Record set: Begin
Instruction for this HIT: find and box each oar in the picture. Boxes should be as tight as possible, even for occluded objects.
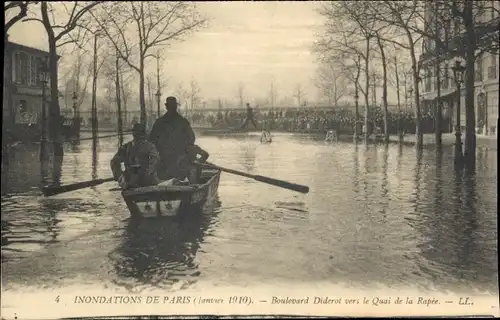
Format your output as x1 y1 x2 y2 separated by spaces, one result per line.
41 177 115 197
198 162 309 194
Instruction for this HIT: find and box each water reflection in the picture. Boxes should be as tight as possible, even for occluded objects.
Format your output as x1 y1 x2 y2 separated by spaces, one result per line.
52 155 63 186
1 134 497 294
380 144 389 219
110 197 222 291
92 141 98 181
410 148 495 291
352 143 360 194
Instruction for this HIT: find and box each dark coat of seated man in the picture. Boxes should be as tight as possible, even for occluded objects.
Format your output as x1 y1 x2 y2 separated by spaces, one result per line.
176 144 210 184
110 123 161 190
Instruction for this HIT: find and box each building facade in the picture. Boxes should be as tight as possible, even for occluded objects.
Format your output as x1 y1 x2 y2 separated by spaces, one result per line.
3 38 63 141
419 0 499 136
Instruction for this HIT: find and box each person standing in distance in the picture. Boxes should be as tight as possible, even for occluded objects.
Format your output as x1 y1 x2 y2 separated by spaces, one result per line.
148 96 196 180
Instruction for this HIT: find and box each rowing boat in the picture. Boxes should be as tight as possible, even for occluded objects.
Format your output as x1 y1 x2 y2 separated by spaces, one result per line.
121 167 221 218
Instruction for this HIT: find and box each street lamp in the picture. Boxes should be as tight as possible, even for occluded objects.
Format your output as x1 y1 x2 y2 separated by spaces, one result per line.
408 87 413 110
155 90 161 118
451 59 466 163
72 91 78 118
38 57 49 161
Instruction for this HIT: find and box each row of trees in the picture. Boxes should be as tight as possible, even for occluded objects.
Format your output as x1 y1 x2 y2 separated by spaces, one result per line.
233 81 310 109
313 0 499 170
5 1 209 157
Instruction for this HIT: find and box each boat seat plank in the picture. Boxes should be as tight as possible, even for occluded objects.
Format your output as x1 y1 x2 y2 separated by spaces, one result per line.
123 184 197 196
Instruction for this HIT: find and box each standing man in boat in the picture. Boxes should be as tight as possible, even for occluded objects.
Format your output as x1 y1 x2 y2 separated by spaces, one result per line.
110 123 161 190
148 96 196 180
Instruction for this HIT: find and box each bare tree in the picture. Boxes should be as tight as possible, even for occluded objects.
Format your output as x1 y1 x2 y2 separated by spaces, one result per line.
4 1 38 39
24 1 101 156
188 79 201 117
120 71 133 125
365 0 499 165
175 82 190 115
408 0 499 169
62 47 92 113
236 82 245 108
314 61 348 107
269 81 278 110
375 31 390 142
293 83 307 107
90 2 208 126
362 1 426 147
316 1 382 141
Record set: End
Record set: Begin
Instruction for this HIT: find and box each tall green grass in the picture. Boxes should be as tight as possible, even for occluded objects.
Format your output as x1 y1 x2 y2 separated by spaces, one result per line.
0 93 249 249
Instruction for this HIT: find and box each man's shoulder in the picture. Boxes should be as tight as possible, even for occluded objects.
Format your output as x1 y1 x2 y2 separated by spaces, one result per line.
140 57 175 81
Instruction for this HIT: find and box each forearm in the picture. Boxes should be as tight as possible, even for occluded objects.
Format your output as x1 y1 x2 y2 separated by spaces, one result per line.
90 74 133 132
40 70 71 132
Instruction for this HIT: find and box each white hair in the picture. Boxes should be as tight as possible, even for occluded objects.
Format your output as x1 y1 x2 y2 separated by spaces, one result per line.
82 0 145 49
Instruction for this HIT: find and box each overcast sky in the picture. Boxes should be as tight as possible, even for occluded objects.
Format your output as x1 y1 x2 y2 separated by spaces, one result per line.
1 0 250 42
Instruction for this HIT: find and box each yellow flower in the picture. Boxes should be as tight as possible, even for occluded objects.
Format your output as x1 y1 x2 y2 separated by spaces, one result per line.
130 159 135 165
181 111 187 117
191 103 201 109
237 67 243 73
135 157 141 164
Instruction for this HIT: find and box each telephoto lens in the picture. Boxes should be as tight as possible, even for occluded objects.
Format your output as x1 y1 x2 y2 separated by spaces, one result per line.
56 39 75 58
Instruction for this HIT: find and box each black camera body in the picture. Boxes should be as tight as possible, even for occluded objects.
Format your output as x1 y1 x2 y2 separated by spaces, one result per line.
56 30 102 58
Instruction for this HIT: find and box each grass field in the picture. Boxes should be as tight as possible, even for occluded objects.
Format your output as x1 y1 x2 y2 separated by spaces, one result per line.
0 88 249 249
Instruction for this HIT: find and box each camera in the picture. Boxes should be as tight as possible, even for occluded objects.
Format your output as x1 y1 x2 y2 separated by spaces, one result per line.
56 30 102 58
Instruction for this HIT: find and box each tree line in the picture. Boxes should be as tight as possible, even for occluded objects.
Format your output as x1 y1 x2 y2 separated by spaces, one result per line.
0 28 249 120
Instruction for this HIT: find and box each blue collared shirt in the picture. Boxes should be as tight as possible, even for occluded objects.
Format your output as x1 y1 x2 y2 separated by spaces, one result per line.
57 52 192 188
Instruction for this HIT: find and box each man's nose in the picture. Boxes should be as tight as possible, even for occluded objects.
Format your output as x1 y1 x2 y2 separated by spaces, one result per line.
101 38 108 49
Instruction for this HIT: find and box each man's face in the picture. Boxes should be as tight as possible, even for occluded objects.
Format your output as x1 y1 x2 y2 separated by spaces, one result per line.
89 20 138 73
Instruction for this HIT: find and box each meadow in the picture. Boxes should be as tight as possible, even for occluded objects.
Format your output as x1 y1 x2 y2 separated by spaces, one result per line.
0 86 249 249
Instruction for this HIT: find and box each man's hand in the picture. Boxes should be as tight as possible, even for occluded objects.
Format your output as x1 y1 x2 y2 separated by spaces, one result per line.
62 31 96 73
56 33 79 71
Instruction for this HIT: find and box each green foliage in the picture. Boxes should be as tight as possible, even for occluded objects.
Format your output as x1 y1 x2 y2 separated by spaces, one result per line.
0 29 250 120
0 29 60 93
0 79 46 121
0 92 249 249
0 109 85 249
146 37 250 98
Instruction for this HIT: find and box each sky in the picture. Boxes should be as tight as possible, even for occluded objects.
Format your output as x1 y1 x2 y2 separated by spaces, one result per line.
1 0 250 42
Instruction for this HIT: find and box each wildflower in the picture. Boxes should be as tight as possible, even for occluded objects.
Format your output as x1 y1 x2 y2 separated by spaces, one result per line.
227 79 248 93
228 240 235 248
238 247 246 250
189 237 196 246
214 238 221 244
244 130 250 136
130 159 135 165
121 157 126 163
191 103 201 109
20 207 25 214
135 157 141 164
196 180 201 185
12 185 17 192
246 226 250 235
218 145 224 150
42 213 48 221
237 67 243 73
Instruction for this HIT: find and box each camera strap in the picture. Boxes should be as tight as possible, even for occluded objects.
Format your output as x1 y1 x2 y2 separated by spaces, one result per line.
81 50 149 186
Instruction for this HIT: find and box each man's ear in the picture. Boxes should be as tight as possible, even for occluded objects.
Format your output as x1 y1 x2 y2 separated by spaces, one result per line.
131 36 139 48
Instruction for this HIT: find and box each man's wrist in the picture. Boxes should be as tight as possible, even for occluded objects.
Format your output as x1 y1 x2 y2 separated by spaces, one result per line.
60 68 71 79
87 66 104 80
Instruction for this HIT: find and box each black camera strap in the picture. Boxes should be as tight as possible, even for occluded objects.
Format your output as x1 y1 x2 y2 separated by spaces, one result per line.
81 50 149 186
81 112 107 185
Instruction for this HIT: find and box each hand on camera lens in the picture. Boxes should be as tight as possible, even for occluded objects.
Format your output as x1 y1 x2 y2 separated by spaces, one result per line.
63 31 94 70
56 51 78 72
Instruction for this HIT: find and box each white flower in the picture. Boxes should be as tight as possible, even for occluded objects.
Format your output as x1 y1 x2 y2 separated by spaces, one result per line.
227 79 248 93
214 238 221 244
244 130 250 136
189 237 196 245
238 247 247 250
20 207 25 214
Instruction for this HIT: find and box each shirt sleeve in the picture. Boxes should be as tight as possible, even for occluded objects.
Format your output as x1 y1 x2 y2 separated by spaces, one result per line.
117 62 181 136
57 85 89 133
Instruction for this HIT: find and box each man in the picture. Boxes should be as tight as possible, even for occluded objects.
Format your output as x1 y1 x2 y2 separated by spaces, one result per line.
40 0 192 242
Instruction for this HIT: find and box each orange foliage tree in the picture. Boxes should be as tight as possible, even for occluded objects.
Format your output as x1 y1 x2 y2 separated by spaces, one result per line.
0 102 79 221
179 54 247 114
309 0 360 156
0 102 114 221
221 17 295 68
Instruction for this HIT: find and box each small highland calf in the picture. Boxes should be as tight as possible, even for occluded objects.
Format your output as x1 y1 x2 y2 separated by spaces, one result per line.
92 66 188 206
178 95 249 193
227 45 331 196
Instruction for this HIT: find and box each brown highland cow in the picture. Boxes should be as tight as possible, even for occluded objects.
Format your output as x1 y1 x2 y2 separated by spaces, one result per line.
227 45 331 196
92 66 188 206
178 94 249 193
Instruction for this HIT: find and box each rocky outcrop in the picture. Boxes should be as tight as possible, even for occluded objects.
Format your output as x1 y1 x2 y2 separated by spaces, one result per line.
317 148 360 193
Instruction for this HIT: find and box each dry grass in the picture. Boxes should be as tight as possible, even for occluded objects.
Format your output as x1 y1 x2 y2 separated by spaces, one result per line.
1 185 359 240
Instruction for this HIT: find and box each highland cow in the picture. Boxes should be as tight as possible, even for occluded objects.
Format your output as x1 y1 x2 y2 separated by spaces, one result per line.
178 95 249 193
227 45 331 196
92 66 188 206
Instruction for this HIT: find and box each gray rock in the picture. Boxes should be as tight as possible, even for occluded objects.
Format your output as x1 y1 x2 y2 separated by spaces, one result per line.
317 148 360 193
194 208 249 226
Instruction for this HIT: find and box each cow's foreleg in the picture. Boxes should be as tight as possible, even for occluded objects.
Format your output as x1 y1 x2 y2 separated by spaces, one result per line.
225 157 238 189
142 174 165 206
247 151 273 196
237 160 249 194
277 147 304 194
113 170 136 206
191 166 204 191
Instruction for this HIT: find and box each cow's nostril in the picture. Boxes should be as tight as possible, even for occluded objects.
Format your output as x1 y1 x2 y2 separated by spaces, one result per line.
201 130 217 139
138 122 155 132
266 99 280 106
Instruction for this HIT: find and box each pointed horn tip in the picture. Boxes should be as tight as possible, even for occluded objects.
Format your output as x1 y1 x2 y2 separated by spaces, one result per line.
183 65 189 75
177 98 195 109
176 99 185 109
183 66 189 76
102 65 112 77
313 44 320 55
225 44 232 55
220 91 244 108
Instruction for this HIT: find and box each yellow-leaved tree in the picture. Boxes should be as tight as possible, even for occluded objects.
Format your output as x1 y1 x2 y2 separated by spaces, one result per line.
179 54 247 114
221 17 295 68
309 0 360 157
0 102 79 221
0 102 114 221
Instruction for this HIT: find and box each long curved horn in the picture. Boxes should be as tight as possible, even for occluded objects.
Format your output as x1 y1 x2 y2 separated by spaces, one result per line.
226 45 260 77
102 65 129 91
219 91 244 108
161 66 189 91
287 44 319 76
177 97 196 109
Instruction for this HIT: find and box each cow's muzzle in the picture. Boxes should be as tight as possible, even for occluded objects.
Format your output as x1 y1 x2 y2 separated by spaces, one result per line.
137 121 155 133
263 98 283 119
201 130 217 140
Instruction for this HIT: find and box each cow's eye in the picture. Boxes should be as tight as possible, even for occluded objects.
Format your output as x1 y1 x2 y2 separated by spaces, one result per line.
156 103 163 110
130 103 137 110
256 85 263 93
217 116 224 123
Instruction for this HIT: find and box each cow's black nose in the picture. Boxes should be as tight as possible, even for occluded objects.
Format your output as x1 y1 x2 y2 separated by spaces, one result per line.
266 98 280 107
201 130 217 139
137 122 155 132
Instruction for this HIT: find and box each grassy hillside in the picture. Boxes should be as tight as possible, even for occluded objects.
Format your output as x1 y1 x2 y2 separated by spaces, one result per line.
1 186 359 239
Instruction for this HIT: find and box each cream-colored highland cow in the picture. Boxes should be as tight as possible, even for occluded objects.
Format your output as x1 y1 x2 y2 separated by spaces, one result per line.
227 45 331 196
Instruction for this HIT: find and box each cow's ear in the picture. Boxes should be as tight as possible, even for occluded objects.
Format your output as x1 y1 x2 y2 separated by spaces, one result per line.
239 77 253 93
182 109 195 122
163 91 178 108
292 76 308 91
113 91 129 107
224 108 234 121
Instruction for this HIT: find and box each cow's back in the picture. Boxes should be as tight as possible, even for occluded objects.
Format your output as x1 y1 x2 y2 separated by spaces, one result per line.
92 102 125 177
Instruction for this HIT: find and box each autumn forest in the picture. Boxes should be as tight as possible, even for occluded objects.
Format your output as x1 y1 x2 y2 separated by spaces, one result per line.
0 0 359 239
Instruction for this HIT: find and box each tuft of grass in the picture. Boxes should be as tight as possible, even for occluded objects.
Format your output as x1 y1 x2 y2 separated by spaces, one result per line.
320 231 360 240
Record set: End
Record set: Begin
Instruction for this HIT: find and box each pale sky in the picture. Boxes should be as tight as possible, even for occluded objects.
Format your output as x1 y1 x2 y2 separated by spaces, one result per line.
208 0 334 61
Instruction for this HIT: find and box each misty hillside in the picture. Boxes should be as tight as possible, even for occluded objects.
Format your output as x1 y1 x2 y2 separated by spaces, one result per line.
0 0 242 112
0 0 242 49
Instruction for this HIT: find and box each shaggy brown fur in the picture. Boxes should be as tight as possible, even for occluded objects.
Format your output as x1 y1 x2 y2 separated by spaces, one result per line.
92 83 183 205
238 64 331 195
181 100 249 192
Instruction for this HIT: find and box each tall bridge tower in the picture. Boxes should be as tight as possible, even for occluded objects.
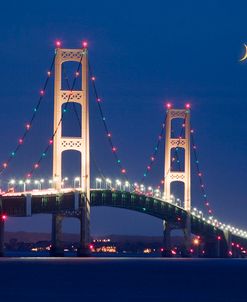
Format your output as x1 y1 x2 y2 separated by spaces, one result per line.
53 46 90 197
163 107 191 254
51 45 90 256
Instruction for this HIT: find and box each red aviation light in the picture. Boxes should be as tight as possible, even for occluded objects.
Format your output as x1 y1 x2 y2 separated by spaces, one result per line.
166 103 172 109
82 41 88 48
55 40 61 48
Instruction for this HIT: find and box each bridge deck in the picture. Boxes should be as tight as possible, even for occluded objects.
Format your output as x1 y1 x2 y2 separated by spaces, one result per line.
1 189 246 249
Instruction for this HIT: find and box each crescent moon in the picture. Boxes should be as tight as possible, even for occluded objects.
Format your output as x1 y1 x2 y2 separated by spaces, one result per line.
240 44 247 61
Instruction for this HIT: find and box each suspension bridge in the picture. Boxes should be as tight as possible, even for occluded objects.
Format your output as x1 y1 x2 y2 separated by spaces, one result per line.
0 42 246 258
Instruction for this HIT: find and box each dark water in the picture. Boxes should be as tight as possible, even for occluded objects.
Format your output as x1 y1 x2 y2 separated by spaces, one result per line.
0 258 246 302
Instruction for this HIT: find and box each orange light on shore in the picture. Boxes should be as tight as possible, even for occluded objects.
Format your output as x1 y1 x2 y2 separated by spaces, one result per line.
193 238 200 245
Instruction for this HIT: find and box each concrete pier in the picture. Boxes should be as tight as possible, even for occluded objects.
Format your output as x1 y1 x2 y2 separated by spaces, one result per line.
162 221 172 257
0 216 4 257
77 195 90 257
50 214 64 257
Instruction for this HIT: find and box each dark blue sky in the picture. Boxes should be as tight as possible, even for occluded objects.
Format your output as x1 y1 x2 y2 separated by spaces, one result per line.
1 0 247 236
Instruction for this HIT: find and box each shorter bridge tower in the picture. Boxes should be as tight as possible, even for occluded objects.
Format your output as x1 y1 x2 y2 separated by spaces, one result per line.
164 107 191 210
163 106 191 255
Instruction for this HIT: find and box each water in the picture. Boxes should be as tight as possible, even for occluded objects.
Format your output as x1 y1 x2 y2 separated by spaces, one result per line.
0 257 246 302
Record set: End
§ **Exercise instructions**
The answer is each line in which the word "tall" occurs, copied from the material above.

§ **Expected answer**
Instruction for this HIT: find and box each tall green grass in the picture. Boxes should be as tight as possible, even for occluded objects.
Instruction for this HIT: find and box each tall bridge tower in the picture. Boxes should be as tight as possible, even for occluded objects.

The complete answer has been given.